Riscrivi in forma più breve il paragrafo della sezione del documento che comincia con «Dov’è, o morte, la tua vittoria?», conservandone i fatti principali.

**Sezione del documento**
========

In paradiso… per un soffio
«Dov’è, o morte, la tua vittoria?», esclamava san Paolo, ebbro di gioia per la resurrezione di Cristo (1Cor 15,55). Ma, pur avendolo scritto moltissimi anni fa, era già avanti nella storia, molto avanti. Per lui ormai non si ponevano dubbi di sorta a tal proposito. Noi magari partiamo un po’ più indietro e procediamo più lenti di una lumaca addormentata. Probabilmente non sappiamo nemmeno porci nei termini corretti la domanda che preme alle pareti del cuore ancor prima che dell’intelligenza, lasciandoci lividi dolorosi nell’anima: che cos’è la morte, e che cos’è la vita? Dove sta l’instabile confine tra le due?

========

**Contenuto dei record**
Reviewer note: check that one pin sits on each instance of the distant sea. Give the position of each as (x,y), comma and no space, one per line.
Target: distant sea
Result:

========

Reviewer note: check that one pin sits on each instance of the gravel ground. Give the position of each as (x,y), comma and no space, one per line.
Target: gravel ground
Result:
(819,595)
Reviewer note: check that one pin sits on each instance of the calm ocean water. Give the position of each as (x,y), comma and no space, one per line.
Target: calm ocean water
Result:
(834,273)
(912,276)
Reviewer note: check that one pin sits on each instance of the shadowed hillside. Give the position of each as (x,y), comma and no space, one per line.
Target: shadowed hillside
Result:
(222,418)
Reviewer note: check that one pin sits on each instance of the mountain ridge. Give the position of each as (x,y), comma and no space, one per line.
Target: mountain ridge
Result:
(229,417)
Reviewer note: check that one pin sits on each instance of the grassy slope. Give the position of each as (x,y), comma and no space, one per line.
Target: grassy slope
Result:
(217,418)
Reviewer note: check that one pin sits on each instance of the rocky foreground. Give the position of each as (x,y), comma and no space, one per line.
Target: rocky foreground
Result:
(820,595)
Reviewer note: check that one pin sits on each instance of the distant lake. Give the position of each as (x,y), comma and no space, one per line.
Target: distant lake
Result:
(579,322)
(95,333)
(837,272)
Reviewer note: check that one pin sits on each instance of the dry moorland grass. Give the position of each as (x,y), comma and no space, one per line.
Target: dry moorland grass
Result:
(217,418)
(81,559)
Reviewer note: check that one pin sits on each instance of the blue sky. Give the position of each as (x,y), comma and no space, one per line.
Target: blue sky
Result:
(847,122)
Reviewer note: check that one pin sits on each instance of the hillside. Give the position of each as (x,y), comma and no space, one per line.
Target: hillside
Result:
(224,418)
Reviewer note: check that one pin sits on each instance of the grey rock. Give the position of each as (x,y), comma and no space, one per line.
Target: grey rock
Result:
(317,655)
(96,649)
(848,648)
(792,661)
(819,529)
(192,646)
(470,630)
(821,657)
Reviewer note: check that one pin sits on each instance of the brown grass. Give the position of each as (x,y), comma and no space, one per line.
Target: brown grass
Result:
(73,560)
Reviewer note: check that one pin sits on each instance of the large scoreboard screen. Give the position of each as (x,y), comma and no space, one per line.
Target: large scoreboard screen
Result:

========

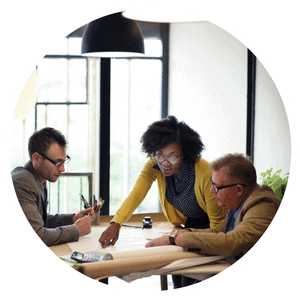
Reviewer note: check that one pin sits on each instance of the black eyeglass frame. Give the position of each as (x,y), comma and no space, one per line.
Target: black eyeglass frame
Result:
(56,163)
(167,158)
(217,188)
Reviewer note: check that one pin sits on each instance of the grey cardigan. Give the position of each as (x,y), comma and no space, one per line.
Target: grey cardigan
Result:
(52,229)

========

**Soluzione esercizio**
San Paolo, colmo di gioia per la resurrezione di Cristo, chiedeva alla morte dove fosse la sua vittoria (1Cor 15,55). Pur avendolo scritto molti anni fa, era già molto avanti e non aveva alcun dubbio in proposito. Noi invece partiamo più indietro e avanziamo lentissimi. Forse non sappiamo nemmeno formulare bene la domanda che ci tormenta il cuore prima ancora della mente: che cosa sono la morte e la vita, e dove passa l'instabile confine tra le due?